[Excerpts from the dataset]

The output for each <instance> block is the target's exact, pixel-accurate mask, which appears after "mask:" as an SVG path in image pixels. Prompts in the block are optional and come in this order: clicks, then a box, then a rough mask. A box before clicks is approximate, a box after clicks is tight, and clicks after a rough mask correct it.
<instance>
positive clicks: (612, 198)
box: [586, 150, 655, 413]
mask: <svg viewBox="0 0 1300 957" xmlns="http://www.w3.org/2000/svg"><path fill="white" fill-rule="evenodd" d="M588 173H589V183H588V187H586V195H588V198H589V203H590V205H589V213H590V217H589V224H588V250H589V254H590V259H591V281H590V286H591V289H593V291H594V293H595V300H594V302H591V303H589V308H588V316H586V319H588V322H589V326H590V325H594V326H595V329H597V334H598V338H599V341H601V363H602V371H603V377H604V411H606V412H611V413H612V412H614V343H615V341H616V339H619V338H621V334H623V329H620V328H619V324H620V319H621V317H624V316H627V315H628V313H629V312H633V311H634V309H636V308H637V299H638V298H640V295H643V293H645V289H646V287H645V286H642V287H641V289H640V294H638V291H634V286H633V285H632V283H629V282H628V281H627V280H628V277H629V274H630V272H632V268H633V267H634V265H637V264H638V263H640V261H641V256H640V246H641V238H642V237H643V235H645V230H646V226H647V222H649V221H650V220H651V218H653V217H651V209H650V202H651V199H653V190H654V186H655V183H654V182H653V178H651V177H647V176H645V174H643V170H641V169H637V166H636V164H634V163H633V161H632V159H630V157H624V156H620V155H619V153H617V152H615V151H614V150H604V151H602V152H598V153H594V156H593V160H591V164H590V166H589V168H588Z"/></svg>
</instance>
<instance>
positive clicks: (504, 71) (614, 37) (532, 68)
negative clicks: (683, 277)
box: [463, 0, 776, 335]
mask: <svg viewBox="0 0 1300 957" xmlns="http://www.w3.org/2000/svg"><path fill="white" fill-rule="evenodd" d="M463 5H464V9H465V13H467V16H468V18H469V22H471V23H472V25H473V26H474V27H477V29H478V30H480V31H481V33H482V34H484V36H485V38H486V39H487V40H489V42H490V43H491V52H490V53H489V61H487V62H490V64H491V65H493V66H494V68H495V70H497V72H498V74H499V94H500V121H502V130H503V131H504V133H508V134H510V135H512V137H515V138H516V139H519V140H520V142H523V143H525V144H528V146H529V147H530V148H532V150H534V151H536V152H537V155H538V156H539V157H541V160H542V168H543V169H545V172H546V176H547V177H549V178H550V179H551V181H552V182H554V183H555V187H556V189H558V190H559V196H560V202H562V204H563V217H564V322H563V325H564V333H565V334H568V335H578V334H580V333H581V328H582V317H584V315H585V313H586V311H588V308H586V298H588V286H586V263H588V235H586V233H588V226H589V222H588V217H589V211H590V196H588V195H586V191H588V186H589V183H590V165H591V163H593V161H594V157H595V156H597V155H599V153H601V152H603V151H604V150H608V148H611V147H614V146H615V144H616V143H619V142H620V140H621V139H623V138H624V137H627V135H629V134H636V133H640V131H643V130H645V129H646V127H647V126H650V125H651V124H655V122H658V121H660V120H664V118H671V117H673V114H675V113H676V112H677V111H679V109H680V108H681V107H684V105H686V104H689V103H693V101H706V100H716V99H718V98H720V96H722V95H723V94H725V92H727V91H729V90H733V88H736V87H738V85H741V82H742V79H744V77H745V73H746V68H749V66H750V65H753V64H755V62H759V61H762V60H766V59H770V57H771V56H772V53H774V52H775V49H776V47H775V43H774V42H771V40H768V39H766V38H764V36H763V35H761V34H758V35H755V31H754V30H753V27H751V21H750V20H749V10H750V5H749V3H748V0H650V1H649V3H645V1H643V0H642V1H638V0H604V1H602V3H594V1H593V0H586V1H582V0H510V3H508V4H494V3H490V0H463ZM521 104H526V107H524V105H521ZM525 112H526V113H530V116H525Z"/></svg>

How to complete this task ▸
Output every one of the lines above as a numbered list, skipping any blank lines.

Task answer ▸
1. The output for each <instance> block is the target's exact, pixel-accurate mask, which appears after "mask:" as an SVG path in image pixels. Prompts in the block are optional and come in this order: clicks, then a box, then a rough mask. A box before clicks is approximate, a box after clicks is tight, and clicks after a rough mask correct it.
2. <instance>
3. positive clicks: (612, 198)
4. box: [586, 150, 655, 413]
5. mask: <svg viewBox="0 0 1300 957" xmlns="http://www.w3.org/2000/svg"><path fill="white" fill-rule="evenodd" d="M588 173H589V183H588V187H586V195H588V198H589V203H590V205H589V213H590V217H589V224H588V250H589V254H590V259H591V281H590V286H591V289H593V291H594V293H595V300H594V302H591V303H589V308H588V316H586V319H588V322H589V326H590V325H594V326H595V329H597V334H598V338H599V341H601V363H602V371H603V377H604V411H606V412H611V413H612V412H614V343H615V341H616V339H619V338H621V334H623V329H620V328H619V324H620V319H621V317H624V316H627V315H628V313H629V312H633V311H634V309H636V308H637V299H638V298H640V295H643V293H645V289H646V287H645V286H642V287H641V289H640V294H638V291H634V286H633V285H632V283H629V282H628V281H627V280H628V277H629V274H630V272H632V268H633V267H634V265H637V264H638V263H640V261H641V256H640V246H641V238H642V237H643V235H645V230H646V226H647V222H649V221H650V220H651V218H653V217H651V209H650V202H651V199H653V190H654V186H655V183H654V182H653V178H651V177H647V176H645V174H643V170H641V169H637V166H636V164H634V163H633V161H632V159H630V157H624V156H620V155H619V153H617V152H615V151H614V150H604V151H602V152H598V153H594V156H593V160H591V164H590V166H589V168H588Z"/></svg>
6. </instance>
7. <instance>
8. positive clicks: (504, 71) (614, 37) (532, 68)
9. negative clicks: (683, 277)
10. box: [463, 0, 776, 335]
11. mask: <svg viewBox="0 0 1300 957" xmlns="http://www.w3.org/2000/svg"><path fill="white" fill-rule="evenodd" d="M463 5H464V9H465V13H467V16H468V18H469V22H471V23H472V25H473V26H474V27H477V29H478V30H480V31H481V33H482V34H484V36H485V38H486V39H487V40H489V42H490V43H491V52H490V53H489V61H487V62H490V64H491V65H493V66H494V68H495V70H497V72H498V74H499V94H500V121H502V130H503V131H504V133H508V134H510V135H512V137H515V138H516V139H519V140H520V142H523V143H525V144H528V146H529V147H530V148H532V150H534V151H536V152H537V155H538V156H539V157H541V160H542V168H543V169H545V172H546V176H547V177H549V178H550V179H551V181H552V182H554V183H555V187H556V189H558V190H559V196H560V202H562V204H563V217H564V322H563V325H564V333H565V334H568V335H578V334H580V333H581V328H582V317H584V315H585V313H586V311H588V308H586V298H588V286H586V263H588V235H586V233H588V226H589V222H588V217H589V211H590V196H588V195H586V191H588V186H589V183H590V165H591V163H593V161H594V157H595V156H597V155H599V153H601V152H603V151H604V150H608V148H611V147H614V146H615V144H616V143H619V142H620V140H621V139H623V138H624V137H627V135H629V134H636V133H640V131H643V130H645V129H646V127H647V126H650V125H651V124H655V122H658V121H660V120H664V118H671V117H673V114H675V113H676V112H677V111H679V109H680V108H681V107H684V105H686V104H689V103H693V101H706V100H716V99H718V98H720V96H722V95H723V94H725V92H727V91H729V90H733V88H736V87H738V85H741V82H742V79H744V77H745V73H746V68H749V66H750V65H753V64H755V62H759V61H762V60H766V59H770V57H771V56H772V53H774V52H775V49H776V47H775V43H774V42H771V40H768V39H766V38H764V36H763V35H761V34H758V35H755V31H754V30H753V27H751V21H750V20H749V10H750V5H749V3H748V0H650V1H649V3H645V1H643V0H642V1H638V0H604V1H602V3H594V1H593V0H586V1H582V0H510V3H508V4H494V3H490V0H463ZM521 104H526V107H524V105H521ZM525 112H526V113H530V116H525Z"/></svg>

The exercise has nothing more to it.